Point annotations for photos:
Begin

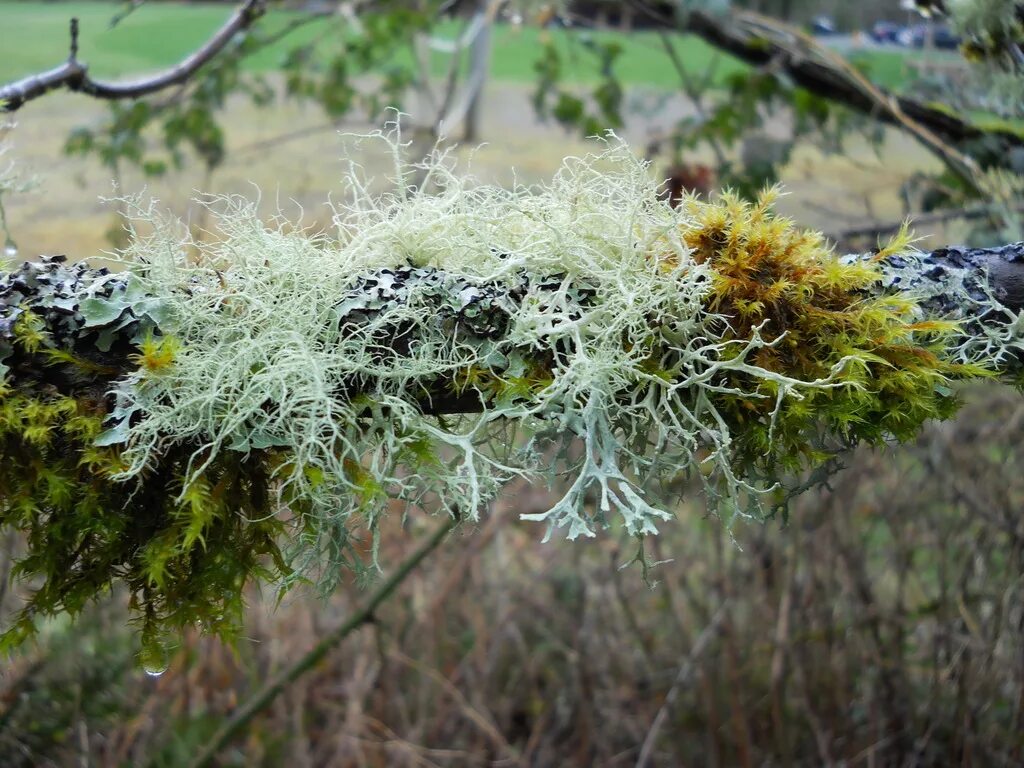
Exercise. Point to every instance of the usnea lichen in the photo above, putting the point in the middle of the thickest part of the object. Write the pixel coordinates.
(448, 339)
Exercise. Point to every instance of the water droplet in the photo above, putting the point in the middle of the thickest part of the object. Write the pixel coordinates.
(155, 659)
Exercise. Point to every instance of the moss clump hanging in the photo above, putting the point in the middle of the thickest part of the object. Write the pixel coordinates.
(820, 316)
(195, 422)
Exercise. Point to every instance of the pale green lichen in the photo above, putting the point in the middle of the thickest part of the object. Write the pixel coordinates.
(261, 360)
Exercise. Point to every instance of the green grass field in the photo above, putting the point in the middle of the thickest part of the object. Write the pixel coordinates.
(34, 37)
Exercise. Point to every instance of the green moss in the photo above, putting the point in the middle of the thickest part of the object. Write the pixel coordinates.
(183, 554)
(884, 368)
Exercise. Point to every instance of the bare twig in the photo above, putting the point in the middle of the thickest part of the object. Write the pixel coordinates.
(685, 671)
(747, 37)
(256, 704)
(75, 76)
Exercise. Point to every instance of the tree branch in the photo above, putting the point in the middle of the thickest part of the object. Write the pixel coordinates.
(74, 75)
(85, 314)
(750, 38)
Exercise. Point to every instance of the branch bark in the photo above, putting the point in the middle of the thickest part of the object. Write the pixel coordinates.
(74, 75)
(764, 42)
(86, 314)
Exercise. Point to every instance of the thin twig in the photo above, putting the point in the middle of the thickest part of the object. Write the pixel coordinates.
(685, 671)
(75, 76)
(245, 714)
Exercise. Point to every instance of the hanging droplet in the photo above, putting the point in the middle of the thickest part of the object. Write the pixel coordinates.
(155, 659)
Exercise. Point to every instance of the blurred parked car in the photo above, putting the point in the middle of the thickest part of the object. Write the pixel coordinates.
(885, 32)
(916, 36)
(822, 26)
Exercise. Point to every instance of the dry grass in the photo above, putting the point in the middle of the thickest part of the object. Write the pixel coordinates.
(293, 155)
(883, 627)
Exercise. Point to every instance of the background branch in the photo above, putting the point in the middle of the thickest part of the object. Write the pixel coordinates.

End

**What this task involves**
Convert the data above into a Markdown table with the columns Row and Data line, giving each line its own numbered row and skipping blank lines. Leave the pictures out of the table.

**Answer to this problem**
| Row | Data line |
|---|---|
| 1 | Exercise. Point to every instance of the usnea lichen in the photo above, putting the point in the middle of the thickest part of the object. Write the pixel coordinates. |
| 2 | (448, 339) |
| 3 | Exercise. Point to every instance of the water droplet in the photo above, putting the point in the middle of the thickest part of the object. Write the pixel coordinates. |
| 4 | (155, 659) |
| 5 | Exercise. Point to every instance of the moss clump hanging in the photo above, putting the point in the middle of the thickest part of the object. Write the pixel coordinates. |
| 6 | (820, 316) |
| 7 | (195, 422) |
| 8 | Exercise. Point to every instance of the pale green lichen in the photo above, putting the point in the middle of the thickest part of the object. Write the pixel coordinates. |
| 9 | (261, 360) |
| 10 | Exercise. Point to every instance of the green grass field in the photo above, putting the point in the middle of the thickest part of the object. Write the pixel coordinates. |
| 11 | (34, 37) |
| 12 | Exercise. Point to every instance of the green moss in the photo above, putting the point in the middle of the thickest part of the object. Write the pixel coordinates. |
| 13 | (183, 554) |
| 14 | (884, 368) |
| 15 | Exercise. Point to every instance of the bare twig in the photo above, putting the point in the middle of the thickest part of the object. Write the pixel coordinates. |
| 16 | (685, 671) |
| 17 | (747, 37) |
| 18 | (256, 704) |
| 19 | (75, 76) |
| 20 | Exercise. Point to every instance of the tree branch in the photo above, putting the point in the middle of the thickest part of the object. Write the pixel coordinates. |
| 21 | (74, 75) |
| 22 | (85, 314) |
| 23 | (750, 38) |
| 24 | Exercise. Point to every instance of the branch bark in the photo above, putting the point in the middle of the thickest part of the object. Write the pixel coordinates. |
| 25 | (74, 75) |
| 26 | (764, 42) |
| 27 | (86, 314) |
| 28 | Exercise. Point to every instance of the thin twig in the photo above, putting the point in the middle of the thickest part of the object. Write the pixel coordinates. |
| 29 | (685, 671) |
| 30 | (75, 76) |
| 31 | (245, 714) |
| 32 | Exercise. Point to every instance of the hanging droplet in the photo above, putting the point in the middle of the thickest part of the object. Write the pixel coordinates. |
| 33 | (155, 659) |
| 34 | Exercise. Point to every instance of the blurred parked car in the photo above, putting the point in the middle of the thickest part of the object. Write the pixel coordinates. |
| 35 | (885, 32) |
| 36 | (916, 36) |
| 37 | (822, 26) |
| 38 | Exercise. Point to every instance of the dry grass in the photo above, putting the point in the middle of the thickest part of the object. Write the pixel coordinates. |
| 39 | (293, 155) |
| 40 | (883, 627) |
| 41 | Exercise. Point to every instance of the background branch in the photo above, putting the point in the middle of the thickest part of the object. Write the pixel coordinates. |